[Start of Attachment]
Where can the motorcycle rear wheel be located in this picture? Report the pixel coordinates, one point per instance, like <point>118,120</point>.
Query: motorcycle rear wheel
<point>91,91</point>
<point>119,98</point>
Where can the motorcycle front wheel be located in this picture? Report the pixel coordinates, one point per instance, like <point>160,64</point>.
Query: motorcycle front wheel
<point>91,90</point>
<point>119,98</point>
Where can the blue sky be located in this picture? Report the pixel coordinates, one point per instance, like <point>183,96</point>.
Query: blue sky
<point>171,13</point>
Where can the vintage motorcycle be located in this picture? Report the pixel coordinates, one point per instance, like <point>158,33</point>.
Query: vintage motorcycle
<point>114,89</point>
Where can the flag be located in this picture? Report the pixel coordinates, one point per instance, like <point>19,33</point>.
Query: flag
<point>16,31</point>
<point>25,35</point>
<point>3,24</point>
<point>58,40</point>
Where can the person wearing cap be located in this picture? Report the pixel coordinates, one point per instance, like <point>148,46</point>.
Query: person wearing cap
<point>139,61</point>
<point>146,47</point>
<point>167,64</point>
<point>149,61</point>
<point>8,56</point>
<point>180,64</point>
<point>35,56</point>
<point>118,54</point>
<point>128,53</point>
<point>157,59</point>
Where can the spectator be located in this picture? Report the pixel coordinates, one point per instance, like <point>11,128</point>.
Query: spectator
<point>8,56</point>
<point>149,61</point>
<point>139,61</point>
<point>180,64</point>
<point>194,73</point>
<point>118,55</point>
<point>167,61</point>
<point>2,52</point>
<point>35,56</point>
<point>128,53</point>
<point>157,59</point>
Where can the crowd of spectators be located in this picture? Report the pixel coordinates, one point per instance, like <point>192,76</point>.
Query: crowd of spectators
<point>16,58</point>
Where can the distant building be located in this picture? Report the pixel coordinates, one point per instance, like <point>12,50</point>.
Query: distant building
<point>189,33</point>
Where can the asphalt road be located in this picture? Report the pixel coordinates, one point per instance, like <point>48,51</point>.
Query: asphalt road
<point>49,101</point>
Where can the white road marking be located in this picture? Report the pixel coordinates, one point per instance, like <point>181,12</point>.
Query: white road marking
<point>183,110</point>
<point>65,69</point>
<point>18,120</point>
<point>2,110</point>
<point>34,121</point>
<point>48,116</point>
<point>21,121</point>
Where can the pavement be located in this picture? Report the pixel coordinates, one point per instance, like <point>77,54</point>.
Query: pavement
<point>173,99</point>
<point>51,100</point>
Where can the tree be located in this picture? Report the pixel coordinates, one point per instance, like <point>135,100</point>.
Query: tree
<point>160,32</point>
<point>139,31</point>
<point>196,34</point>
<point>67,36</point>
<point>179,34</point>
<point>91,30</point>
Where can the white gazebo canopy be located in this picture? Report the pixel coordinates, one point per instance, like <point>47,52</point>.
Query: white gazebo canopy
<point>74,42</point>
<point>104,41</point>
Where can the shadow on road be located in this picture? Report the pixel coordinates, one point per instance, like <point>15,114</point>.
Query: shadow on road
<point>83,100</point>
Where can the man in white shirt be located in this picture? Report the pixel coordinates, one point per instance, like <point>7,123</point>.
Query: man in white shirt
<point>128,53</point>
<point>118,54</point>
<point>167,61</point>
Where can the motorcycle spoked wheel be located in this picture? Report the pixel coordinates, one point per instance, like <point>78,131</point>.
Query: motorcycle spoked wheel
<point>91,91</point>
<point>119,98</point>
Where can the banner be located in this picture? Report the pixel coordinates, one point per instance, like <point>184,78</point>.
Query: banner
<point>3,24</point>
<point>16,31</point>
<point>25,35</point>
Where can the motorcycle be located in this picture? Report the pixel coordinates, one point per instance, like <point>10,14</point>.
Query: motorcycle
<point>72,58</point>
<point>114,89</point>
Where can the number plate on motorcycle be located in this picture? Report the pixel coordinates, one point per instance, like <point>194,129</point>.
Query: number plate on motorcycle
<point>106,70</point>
[End of Attachment]
ACTIVITY: Write every record out again exactly.

EXERCISE RESPONSE:
Where can the motorcycle rear wheel be located in this picture? Report the pixel coordinates, one point per instance, like <point>118,120</point>.
Query: motorcycle rear wheel
<point>91,91</point>
<point>119,98</point>
Where can the motorcycle front wheel be located in this picture? Report the pixel coordinates, one point per instance, like <point>160,64</point>.
Query: motorcycle front wheel
<point>91,90</point>
<point>119,98</point>
Where can the blue sky be located in this picture? Report the pixel coordinates, one point per instance, like <point>183,96</point>.
Query: blue sky
<point>171,13</point>
Where can the vintage motorcycle be located in this picture? Report the pixel coordinates, one point per instance, like <point>158,33</point>.
Query: vintage motorcycle
<point>114,89</point>
Where can the flag be located in this picture? Report the pixel coordinates, one point per instance, like <point>19,33</point>.
Query: flag
<point>16,31</point>
<point>25,35</point>
<point>3,24</point>
<point>58,40</point>
Where can the person wearing cap be located in this picture? Report the pixel coordinates, one point per instance, like <point>148,46</point>.
Query: person wearing cap
<point>139,61</point>
<point>146,47</point>
<point>167,64</point>
<point>149,61</point>
<point>8,56</point>
<point>180,64</point>
<point>35,56</point>
<point>118,54</point>
<point>128,53</point>
<point>157,59</point>
Where can the spectator be located in this picture? Report the pixel coordinates, one point per instance, like <point>11,128</point>.
Query: spectator
<point>8,56</point>
<point>149,61</point>
<point>139,61</point>
<point>180,64</point>
<point>194,73</point>
<point>118,55</point>
<point>167,61</point>
<point>2,52</point>
<point>35,56</point>
<point>128,53</point>
<point>157,59</point>
Where can the crowd of spectators be located in this picture? Report the pixel coordinates, one point per instance, like <point>192,76</point>.
Query: crowd of spectators
<point>16,58</point>
Where can the distant building be located in this picture? Report the pixel coordinates, one point per instance, like <point>12,50</point>.
Query: distant building
<point>189,33</point>
Where can the asphalt road be located in this picture? Report the pixel coordinates, one point per instance, like <point>48,51</point>.
Query: asphalt road
<point>49,101</point>
Where can the white road marking be located in this picture? Report the pixel coordinates, one point per instance, like <point>181,12</point>.
Query: white road marking
<point>183,110</point>
<point>65,69</point>
<point>18,120</point>
<point>2,110</point>
<point>34,121</point>
<point>48,116</point>
<point>21,121</point>
Where can the pavement be located in this picture? Report the pixel coordinates, one point per instance, like <point>77,54</point>.
Query: pavement
<point>173,99</point>
<point>51,100</point>
Where can the tree be located in this picture? Report the pixel coordinates, one point per instance, like <point>135,100</point>.
Query: tree
<point>160,32</point>
<point>139,31</point>
<point>196,34</point>
<point>67,36</point>
<point>179,34</point>
<point>91,30</point>
Where can the white gazebo canopy be located in this picture? Report the pixel coordinates, one point per instance, like <point>47,52</point>.
Query: white gazebo canopy
<point>74,42</point>
<point>104,41</point>
Where can the shadow on road be located in this picture? Report the pixel coordinates, one point per instance, like <point>15,114</point>.
Query: shadow on road
<point>83,100</point>
Where can the man in white shirt be located in this picture? Report the pixel coordinates, one point per instance, like <point>7,123</point>.
Query: man in white shirt
<point>128,53</point>
<point>118,54</point>
<point>167,61</point>
Where can the motorcycle spoked wheel be located in this picture? Report the pixel coordinates, one point per instance, like <point>78,131</point>.
Query: motorcycle spoked wheel
<point>91,91</point>
<point>119,98</point>
Where can the banner be located in this picture? Report the pixel coordinates, one point per instance, like <point>184,78</point>.
Query: banner
<point>3,24</point>
<point>16,31</point>
<point>25,35</point>
Where can the motorcycle be located in this picture? Report the pixel coordinates, one point per instance, like <point>10,14</point>.
Query: motorcycle
<point>72,58</point>
<point>114,89</point>
Where can the number plate on motorcycle be located in this picture? Report the pixel coordinates, one point per instance, like <point>194,129</point>.
Query: number plate on motorcycle
<point>106,70</point>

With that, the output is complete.